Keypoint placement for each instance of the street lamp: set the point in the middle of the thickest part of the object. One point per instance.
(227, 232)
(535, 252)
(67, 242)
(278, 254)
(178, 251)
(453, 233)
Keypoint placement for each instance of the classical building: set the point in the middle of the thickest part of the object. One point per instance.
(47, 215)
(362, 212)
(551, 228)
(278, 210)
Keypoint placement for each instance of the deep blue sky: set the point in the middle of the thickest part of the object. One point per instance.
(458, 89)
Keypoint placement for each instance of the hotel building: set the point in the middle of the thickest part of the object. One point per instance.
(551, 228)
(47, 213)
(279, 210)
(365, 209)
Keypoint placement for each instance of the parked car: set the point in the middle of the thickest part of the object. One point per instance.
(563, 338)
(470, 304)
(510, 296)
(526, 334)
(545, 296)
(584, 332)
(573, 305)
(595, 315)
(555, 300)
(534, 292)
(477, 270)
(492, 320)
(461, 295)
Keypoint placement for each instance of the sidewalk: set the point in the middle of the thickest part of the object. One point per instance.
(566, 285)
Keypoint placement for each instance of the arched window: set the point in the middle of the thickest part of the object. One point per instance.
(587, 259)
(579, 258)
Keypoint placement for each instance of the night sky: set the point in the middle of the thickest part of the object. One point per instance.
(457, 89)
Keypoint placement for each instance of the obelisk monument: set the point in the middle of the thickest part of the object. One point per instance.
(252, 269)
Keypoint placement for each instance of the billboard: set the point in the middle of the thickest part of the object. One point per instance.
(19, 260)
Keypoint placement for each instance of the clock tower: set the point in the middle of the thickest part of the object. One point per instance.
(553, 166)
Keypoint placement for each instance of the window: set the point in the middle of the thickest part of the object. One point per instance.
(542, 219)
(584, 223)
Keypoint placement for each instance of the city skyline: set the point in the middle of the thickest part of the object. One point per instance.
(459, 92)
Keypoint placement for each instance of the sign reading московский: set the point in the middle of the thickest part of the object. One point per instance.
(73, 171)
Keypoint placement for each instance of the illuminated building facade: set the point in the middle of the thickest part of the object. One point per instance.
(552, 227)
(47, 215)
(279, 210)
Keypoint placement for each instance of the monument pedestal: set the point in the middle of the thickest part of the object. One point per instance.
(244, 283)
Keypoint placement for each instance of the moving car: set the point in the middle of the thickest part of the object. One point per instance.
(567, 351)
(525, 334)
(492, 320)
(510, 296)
⁂
EXERCISE TASK: Output all of the entries above as a Markdown table with the columns Row and Entry. Each row should hold one line and its number, and blank lines should be left out.

EXERCISE RESULT:
| Row | Entry |
|---|---|
| 1 | Keypoint placement for each instance of the street lamp: set the point in the middle of the thickest part of the object. One point per instance. |
| 2 | (227, 232) |
| 3 | (535, 252) |
| 4 | (67, 242) |
| 5 | (278, 254) |
| 6 | (178, 251) |
| 7 | (453, 233) |
| 8 | Keypoint placement for each instance of the classical building: set the point in the middle of the thickest part of the object. One point per instance. |
| 9 | (47, 215) |
| 10 | (362, 212) |
| 11 | (551, 228) |
| 12 | (278, 210) |
| 13 | Keypoint placement for each instance of the deep blue sky: set the point in the middle of the thickest part of the object. One point per instance. |
| 14 | (458, 89) |
| 15 | Keypoint placement for each instance of the hotel building: set the point in the middle of the thickest part of the object. One point per instance. |
| 16 | (551, 228) |
| 17 | (47, 213) |
| 18 | (279, 210) |
| 19 | (365, 209) |
| 20 | Keypoint placement for each instance of the parked car: set the point in the middle of the thickest part of the object. One point per instance. |
| 21 | (563, 338) |
| 22 | (470, 304) |
| 23 | (510, 296) |
| 24 | (526, 334) |
| 25 | (545, 296) |
| 26 | (584, 332) |
| 27 | (573, 305) |
| 28 | (595, 315) |
| 29 | (555, 300) |
| 30 | (534, 292) |
| 31 | (477, 270) |
| 32 | (492, 320) |
| 33 | (461, 295) |
| 34 | Keypoint placement for each instance of the sidewalk: set the point in the middle of the thickest part of the object. One point per instance. |
| 35 | (566, 285) |
| 36 | Keypoint placement for each instance of the arched window: set the point in the middle of the thickest part of the object. One point per instance. |
| 37 | (587, 259) |
| 38 | (579, 258) |
| 39 | Keypoint placement for each instance of the night sky: set the point in the middle of the thickest part of the object. One point per instance. |
| 40 | (457, 89) |
| 41 | Keypoint placement for each instance of the obelisk monument: set the point in the middle of the thickest part of the object. One point per instance. |
| 42 | (252, 269) |
| 43 | Keypoint placement for each instance of the billboard: set the point in the middle of the thickest part of the object. One point per instance. |
| 44 | (19, 260) |
| 45 | Keypoint placement for each instance of the clock tower: set the point in the middle of the thickest part of the object. One point per instance. |
| 46 | (553, 166) |
| 47 | Keypoint placement for each instance of the window: set the point in the middle of the thickest part of the object. One point per instance. |
| 48 | (542, 219) |
| 49 | (584, 223) |
| 50 | Keypoint placement for each instance of the city skyline: set the point in the middle of the thickest part of the object. One point per instance. |
| 51 | (459, 92) |
| 52 | Keypoint placement for each instance of the sign reading московский: set the point in the middle of the thickest part of the object. One point per instance. |
| 53 | (73, 171) |
| 54 | Keypoint placement for each instance of the illuminated building facade: set the point in the middle of the thickest part of the object. One point per instance. |
| 55 | (552, 227) |
| 56 | (47, 215) |
| 57 | (279, 210) |
| 58 | Keypoint placement for each instance of the monument pedestal: set the point in the middle of the thickest part of the object. One point per instance. |
| 59 | (244, 283) |
| 60 | Keypoint placement for each instance of the moving car: set the point in the middle of the thickest part of the object. One point per instance. |
| 61 | (567, 351) |
| 62 | (525, 334) |
| 63 | (492, 320) |
| 64 | (510, 296) |